- **WORK ORDER**
Please reproduce the entries in full. Keep every character the same.

- **DATA FOR PROCESSING**

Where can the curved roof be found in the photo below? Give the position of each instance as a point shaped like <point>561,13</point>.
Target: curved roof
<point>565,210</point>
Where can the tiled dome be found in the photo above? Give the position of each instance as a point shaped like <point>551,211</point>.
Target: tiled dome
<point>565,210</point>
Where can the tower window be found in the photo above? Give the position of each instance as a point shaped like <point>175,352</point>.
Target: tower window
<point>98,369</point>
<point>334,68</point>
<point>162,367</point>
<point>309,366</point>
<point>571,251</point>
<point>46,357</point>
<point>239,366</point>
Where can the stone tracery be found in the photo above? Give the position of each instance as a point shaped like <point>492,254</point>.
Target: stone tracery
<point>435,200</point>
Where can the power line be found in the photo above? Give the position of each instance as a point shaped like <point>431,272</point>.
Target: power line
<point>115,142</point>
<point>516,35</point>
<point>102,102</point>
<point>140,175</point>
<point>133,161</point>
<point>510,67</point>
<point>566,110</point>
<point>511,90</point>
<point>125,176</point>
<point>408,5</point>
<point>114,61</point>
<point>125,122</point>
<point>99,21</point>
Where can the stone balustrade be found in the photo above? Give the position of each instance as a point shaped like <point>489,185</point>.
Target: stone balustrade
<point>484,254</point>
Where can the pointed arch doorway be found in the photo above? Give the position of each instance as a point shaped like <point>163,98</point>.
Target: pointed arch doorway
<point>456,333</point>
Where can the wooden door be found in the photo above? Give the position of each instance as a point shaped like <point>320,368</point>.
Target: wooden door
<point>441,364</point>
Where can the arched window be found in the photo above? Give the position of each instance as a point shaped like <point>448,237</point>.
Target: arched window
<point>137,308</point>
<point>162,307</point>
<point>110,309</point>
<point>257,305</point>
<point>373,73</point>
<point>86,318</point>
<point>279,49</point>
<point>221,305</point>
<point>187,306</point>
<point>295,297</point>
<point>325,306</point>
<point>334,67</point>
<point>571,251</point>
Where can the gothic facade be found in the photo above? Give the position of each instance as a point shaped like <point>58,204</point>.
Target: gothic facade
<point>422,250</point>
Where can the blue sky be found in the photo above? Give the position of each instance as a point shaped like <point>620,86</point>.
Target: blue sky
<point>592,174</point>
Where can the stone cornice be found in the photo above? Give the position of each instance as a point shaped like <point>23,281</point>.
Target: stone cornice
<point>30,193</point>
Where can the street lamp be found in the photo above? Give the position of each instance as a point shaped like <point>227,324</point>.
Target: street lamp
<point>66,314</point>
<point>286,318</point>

- **RESPONSE FOR THIS EXERCISE**
Where can the curved roof be found in the photo below? Give the position of each instance as a point shaped like <point>561,13</point>.
Target: curved roof
<point>565,210</point>
Where can the tiled dome be found in the photo above? Give the position of each instance as a point shaped like <point>551,211</point>.
Target: tiled dome
<point>565,210</point>
Where can the tower window be found in the photo above? Give the position of each instance as a point shaped like <point>175,352</point>.
Target: tower window
<point>98,369</point>
<point>334,68</point>
<point>162,367</point>
<point>309,366</point>
<point>571,251</point>
<point>46,357</point>
<point>239,366</point>
Where can the stone tracery be found in the photo above? Give the position of each instance as a point shaped like <point>492,254</point>.
Target: stone tracery
<point>435,200</point>
Where can the power line be found in the photo above? Give the position of each instance as a point shaped like <point>431,272</point>.
Target: power line
<point>115,142</point>
<point>516,35</point>
<point>102,102</point>
<point>140,175</point>
<point>133,161</point>
<point>510,67</point>
<point>566,110</point>
<point>511,90</point>
<point>125,176</point>
<point>408,5</point>
<point>114,61</point>
<point>125,122</point>
<point>99,21</point>
Where can the stone balustrade be found in the photo above? Give the position of each instance as a point shaped like <point>489,185</point>.
Target: stone balustrade
<point>484,254</point>
Where can the pointed arch doorway be found in the photo above? Give the position of each instance as a point shaped like <point>163,98</point>.
Target: pointed arch doorway
<point>456,333</point>
Where can the wooden door be found in the photo above? Give the position of each instance as a point shaped like <point>320,368</point>.
Target: wooden door
<point>441,364</point>
Where can the arched window be found in the photo above? Give the position of each instance as a point shaped like <point>448,237</point>.
Target: arched window
<point>137,308</point>
<point>162,307</point>
<point>110,309</point>
<point>257,305</point>
<point>373,73</point>
<point>86,318</point>
<point>279,49</point>
<point>221,305</point>
<point>187,306</point>
<point>295,297</point>
<point>325,306</point>
<point>334,67</point>
<point>571,251</point>
Where can the gothic facade be found in the photo above? Give the position of each instance as a point shaped like <point>58,204</point>.
Target: gothic facade
<point>422,250</point>
Where can the blue sky be found in the photo above? Give the position of each instance as a point shaped like <point>620,86</point>.
Target: blue sky
<point>592,174</point>
Where can the stone cornice be found in the photo above? Give the position of each instance as a point shaped like <point>23,281</point>.
Target: stone cornice
<point>30,193</point>
Where can the street lamp be found in the photo above? Give the position of each instance as a point shaped like <point>227,324</point>.
Target: street lamp
<point>66,314</point>
<point>286,318</point>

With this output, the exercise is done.